Study material →
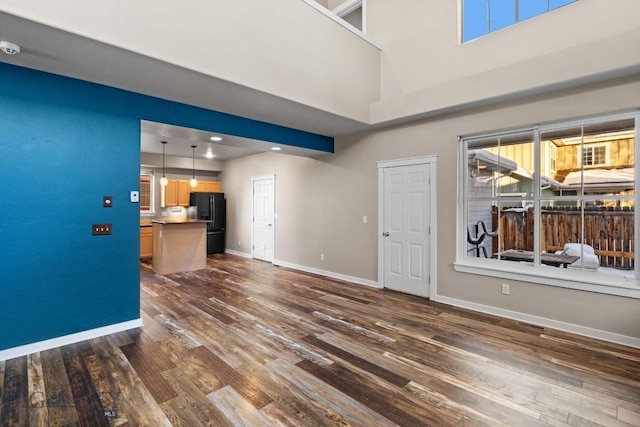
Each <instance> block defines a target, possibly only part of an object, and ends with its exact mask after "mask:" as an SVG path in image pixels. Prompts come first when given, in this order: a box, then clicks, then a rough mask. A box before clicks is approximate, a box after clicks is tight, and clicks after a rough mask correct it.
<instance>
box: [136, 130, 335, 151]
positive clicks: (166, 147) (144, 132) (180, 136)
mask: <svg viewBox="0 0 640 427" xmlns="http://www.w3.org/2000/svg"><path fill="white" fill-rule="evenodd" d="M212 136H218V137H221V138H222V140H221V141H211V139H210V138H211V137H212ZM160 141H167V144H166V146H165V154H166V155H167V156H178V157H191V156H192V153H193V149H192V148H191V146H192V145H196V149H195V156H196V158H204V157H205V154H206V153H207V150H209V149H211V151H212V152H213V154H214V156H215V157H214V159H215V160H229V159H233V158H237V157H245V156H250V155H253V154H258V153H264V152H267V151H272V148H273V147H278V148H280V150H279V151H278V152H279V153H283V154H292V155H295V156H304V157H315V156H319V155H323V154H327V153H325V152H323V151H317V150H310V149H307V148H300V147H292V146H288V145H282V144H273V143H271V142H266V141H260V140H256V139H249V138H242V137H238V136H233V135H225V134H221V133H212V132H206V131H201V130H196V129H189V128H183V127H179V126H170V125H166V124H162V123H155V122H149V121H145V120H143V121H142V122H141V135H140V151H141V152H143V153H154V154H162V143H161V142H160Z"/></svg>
...
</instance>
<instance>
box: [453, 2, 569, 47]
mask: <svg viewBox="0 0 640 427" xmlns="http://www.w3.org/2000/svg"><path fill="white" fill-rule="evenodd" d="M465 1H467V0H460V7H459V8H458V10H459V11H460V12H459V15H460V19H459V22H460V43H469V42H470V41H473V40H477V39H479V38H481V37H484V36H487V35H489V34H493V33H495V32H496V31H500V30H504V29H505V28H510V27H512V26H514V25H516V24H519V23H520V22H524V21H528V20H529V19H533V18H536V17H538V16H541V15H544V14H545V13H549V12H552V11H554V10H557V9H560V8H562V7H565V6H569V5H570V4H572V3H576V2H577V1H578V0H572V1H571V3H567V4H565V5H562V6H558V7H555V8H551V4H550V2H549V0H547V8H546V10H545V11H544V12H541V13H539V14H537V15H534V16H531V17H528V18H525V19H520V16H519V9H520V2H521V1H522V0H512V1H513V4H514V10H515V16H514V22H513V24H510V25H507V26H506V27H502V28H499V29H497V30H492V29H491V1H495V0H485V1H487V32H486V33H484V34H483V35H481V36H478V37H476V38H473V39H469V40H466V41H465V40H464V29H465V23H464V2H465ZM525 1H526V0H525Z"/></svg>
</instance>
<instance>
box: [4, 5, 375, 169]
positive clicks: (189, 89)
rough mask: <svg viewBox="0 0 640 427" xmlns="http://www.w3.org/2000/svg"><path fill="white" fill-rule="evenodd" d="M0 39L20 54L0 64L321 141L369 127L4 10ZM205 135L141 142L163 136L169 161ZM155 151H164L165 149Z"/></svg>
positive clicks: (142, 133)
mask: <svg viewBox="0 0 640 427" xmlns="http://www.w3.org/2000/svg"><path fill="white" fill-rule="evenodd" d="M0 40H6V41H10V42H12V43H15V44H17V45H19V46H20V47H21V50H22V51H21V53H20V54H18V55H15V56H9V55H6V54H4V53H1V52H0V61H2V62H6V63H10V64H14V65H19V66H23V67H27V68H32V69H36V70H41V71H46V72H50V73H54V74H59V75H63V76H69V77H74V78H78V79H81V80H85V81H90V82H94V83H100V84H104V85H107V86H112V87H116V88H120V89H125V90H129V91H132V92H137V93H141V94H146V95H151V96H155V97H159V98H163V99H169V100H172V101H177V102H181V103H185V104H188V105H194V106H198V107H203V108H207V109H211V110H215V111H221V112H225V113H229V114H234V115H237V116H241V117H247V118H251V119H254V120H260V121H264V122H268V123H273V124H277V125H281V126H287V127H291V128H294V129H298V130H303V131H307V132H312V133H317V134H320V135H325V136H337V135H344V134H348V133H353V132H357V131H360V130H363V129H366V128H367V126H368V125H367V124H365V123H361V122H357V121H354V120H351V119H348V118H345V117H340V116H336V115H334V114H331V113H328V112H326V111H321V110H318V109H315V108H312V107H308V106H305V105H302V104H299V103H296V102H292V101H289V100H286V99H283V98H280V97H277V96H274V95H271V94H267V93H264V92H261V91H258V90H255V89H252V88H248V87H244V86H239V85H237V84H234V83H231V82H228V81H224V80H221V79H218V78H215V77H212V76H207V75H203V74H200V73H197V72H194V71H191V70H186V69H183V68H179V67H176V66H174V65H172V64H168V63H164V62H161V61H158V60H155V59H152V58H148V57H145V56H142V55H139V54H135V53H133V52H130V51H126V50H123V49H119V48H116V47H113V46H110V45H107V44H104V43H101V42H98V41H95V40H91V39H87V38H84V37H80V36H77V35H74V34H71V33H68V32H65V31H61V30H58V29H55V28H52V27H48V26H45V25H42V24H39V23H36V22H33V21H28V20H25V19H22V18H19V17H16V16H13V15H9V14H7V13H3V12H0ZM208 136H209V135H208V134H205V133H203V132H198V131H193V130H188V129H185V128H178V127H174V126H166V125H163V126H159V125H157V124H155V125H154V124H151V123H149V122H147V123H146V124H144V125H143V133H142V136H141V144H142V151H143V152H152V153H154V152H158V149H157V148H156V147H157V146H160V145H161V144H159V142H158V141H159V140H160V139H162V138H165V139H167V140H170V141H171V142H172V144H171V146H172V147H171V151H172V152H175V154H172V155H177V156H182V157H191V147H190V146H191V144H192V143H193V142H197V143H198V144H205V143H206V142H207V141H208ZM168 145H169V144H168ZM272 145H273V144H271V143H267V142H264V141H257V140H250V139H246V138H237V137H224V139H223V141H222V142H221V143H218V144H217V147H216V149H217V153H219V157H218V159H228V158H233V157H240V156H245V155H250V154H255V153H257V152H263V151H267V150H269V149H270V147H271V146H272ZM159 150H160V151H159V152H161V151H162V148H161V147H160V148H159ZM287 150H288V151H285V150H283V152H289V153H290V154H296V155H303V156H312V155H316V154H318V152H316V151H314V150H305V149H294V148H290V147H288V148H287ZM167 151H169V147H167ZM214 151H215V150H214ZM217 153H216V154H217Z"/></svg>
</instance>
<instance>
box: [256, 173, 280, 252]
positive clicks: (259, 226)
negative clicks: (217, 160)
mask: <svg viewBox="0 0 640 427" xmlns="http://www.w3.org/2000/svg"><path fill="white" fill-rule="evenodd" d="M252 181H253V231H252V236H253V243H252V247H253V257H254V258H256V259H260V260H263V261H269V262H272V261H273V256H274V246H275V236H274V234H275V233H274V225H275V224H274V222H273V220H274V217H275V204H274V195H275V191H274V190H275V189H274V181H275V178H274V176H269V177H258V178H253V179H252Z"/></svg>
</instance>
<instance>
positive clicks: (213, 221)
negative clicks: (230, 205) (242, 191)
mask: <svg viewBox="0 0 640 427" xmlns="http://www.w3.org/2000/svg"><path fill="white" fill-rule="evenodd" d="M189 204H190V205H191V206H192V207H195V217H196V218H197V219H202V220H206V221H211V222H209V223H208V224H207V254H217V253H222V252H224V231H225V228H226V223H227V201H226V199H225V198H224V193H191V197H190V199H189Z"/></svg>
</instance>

Aim of the task →
Please state how many lines of the listing above hold "rough", giving the number and nothing else.

Solution for this task →
2